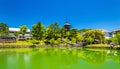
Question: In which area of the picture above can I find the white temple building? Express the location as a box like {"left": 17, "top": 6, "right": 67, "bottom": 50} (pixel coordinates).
{"left": 100, "top": 29, "right": 120, "bottom": 39}
{"left": 9, "top": 28, "right": 32, "bottom": 40}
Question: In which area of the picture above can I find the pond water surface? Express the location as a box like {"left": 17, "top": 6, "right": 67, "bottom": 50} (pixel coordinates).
{"left": 0, "top": 47, "right": 120, "bottom": 69}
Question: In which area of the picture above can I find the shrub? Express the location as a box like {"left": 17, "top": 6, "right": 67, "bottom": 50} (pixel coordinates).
{"left": 55, "top": 38, "right": 61, "bottom": 44}
{"left": 31, "top": 39, "right": 40, "bottom": 45}
{"left": 49, "top": 38, "right": 55, "bottom": 45}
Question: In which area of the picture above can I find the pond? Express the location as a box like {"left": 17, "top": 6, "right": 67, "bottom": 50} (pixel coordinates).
{"left": 0, "top": 47, "right": 120, "bottom": 69}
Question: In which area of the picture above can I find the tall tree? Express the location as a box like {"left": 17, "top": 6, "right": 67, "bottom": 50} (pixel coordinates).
{"left": 84, "top": 30, "right": 105, "bottom": 44}
{"left": 31, "top": 22, "right": 45, "bottom": 40}
{"left": 45, "top": 22, "right": 60, "bottom": 40}
{"left": 19, "top": 25, "right": 28, "bottom": 40}
{"left": 70, "top": 29, "right": 78, "bottom": 38}
{"left": 0, "top": 23, "right": 9, "bottom": 35}
{"left": 76, "top": 32, "right": 84, "bottom": 42}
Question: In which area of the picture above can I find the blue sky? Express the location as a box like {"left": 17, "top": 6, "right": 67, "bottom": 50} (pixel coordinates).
{"left": 0, "top": 0, "right": 120, "bottom": 31}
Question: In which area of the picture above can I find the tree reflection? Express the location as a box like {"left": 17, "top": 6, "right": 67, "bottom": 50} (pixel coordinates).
{"left": 82, "top": 49, "right": 120, "bottom": 66}
{"left": 0, "top": 48, "right": 120, "bottom": 69}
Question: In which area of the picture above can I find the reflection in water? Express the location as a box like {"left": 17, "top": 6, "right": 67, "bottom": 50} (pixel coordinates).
{"left": 0, "top": 48, "right": 120, "bottom": 69}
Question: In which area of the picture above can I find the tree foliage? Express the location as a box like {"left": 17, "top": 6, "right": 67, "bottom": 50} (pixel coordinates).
{"left": 0, "top": 23, "right": 9, "bottom": 35}
{"left": 31, "top": 22, "right": 45, "bottom": 40}
{"left": 45, "top": 22, "right": 60, "bottom": 40}
{"left": 49, "top": 38, "right": 55, "bottom": 45}
{"left": 84, "top": 37, "right": 94, "bottom": 44}
{"left": 70, "top": 29, "right": 78, "bottom": 38}
{"left": 0, "top": 21, "right": 108, "bottom": 45}
{"left": 79, "top": 29, "right": 92, "bottom": 33}
{"left": 76, "top": 32, "right": 83, "bottom": 42}
{"left": 14, "top": 32, "right": 19, "bottom": 37}
{"left": 110, "top": 32, "right": 120, "bottom": 44}
{"left": 84, "top": 30, "right": 105, "bottom": 44}
{"left": 19, "top": 25, "right": 28, "bottom": 36}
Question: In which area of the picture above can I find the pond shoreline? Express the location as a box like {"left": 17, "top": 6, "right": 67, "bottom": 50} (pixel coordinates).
{"left": 85, "top": 46, "right": 120, "bottom": 49}
{"left": 0, "top": 44, "right": 74, "bottom": 48}
{"left": 85, "top": 44, "right": 120, "bottom": 49}
{"left": 0, "top": 44, "right": 120, "bottom": 50}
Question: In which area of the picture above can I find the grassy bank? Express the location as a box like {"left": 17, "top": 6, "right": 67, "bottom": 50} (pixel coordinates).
{"left": 0, "top": 41, "right": 120, "bottom": 50}
{"left": 85, "top": 44, "right": 120, "bottom": 49}
{"left": 86, "top": 44, "right": 109, "bottom": 47}
{"left": 0, "top": 41, "right": 70, "bottom": 48}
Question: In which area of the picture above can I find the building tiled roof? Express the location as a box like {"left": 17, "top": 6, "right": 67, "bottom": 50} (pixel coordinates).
{"left": 64, "top": 23, "right": 71, "bottom": 26}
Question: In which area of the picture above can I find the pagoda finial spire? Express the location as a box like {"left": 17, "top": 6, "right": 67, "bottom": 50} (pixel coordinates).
{"left": 66, "top": 18, "right": 68, "bottom": 23}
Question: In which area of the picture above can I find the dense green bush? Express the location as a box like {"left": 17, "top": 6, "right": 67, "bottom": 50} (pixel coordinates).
{"left": 31, "top": 39, "right": 40, "bottom": 45}
{"left": 55, "top": 38, "right": 61, "bottom": 44}
{"left": 110, "top": 33, "right": 120, "bottom": 45}
{"left": 49, "top": 38, "right": 55, "bottom": 45}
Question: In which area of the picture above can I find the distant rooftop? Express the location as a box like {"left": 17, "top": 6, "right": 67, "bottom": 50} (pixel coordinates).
{"left": 113, "top": 29, "right": 120, "bottom": 32}
{"left": 64, "top": 23, "right": 71, "bottom": 26}
{"left": 9, "top": 28, "right": 30, "bottom": 32}
{"left": 64, "top": 18, "right": 71, "bottom": 26}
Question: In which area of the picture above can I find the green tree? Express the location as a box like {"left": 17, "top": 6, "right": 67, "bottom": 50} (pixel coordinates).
{"left": 84, "top": 30, "right": 105, "bottom": 44}
{"left": 31, "top": 22, "right": 45, "bottom": 40}
{"left": 60, "top": 27, "right": 66, "bottom": 39}
{"left": 70, "top": 29, "right": 78, "bottom": 38}
{"left": 66, "top": 31, "right": 70, "bottom": 38}
{"left": 71, "top": 37, "right": 76, "bottom": 43}
{"left": 76, "top": 32, "right": 83, "bottom": 42}
{"left": 19, "top": 25, "right": 28, "bottom": 40}
{"left": 111, "top": 32, "right": 120, "bottom": 44}
{"left": 45, "top": 22, "right": 60, "bottom": 40}
{"left": 14, "top": 32, "right": 19, "bottom": 38}
{"left": 85, "top": 37, "right": 94, "bottom": 44}
{"left": 69, "top": 29, "right": 83, "bottom": 43}
{"left": 0, "top": 23, "right": 9, "bottom": 35}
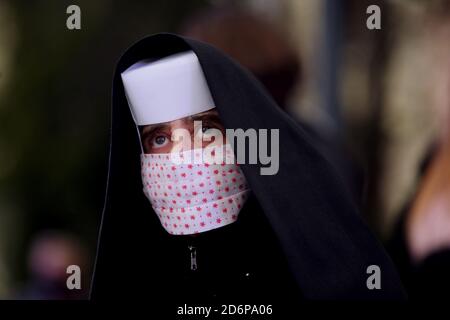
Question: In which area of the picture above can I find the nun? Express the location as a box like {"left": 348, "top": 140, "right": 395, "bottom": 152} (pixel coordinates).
{"left": 90, "top": 33, "right": 406, "bottom": 308}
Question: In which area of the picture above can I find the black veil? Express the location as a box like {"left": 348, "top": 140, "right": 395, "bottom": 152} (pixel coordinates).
{"left": 90, "top": 33, "right": 406, "bottom": 301}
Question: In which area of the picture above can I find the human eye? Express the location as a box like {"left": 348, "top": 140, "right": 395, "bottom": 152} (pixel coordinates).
{"left": 151, "top": 134, "right": 169, "bottom": 149}
{"left": 195, "top": 121, "right": 222, "bottom": 137}
{"left": 202, "top": 125, "right": 214, "bottom": 134}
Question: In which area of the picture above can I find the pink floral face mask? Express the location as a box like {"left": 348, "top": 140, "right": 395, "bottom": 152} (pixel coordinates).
{"left": 141, "top": 144, "right": 251, "bottom": 235}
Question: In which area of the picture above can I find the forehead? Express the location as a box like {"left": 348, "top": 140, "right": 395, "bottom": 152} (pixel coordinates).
{"left": 141, "top": 108, "right": 220, "bottom": 132}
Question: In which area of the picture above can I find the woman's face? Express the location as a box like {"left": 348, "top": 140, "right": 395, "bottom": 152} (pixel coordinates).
{"left": 140, "top": 108, "right": 225, "bottom": 154}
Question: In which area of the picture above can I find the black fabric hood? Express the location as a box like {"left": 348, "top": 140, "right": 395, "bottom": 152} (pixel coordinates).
{"left": 90, "top": 33, "right": 406, "bottom": 300}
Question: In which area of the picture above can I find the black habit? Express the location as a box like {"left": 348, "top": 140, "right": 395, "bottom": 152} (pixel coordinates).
{"left": 90, "top": 33, "right": 406, "bottom": 307}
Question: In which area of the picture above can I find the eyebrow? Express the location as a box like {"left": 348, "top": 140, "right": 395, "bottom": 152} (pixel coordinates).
{"left": 190, "top": 110, "right": 221, "bottom": 123}
{"left": 140, "top": 109, "right": 222, "bottom": 140}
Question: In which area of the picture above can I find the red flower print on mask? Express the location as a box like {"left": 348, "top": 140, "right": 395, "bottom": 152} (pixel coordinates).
{"left": 141, "top": 148, "right": 250, "bottom": 235}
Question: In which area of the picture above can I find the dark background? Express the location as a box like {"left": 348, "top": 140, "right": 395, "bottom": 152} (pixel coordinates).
{"left": 0, "top": 0, "right": 448, "bottom": 299}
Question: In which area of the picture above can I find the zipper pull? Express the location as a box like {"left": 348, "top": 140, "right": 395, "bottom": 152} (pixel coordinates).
{"left": 188, "top": 245, "right": 198, "bottom": 271}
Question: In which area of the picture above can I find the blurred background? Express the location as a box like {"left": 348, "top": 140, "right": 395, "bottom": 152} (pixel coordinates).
{"left": 0, "top": 0, "right": 449, "bottom": 299}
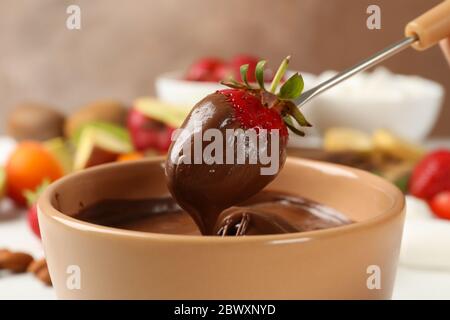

*Prompt*.
Leave the pictures out. Extract exactly the lines running from the one with "find the zipper" through the last entry, both ends included.

*Task result*.
Question: In which area of the picture above can I find the zipper pull? Express the location as a box like {"left": 348, "top": 140, "right": 395, "bottom": 152} (pixel coordinates).
{"left": 188, "top": 245, "right": 198, "bottom": 271}
Question: In which area of the picture above can I find the blurred background? Express the location as a box like {"left": 348, "top": 140, "right": 395, "bottom": 152} (pixel coordinates).
{"left": 0, "top": 0, "right": 449, "bottom": 299}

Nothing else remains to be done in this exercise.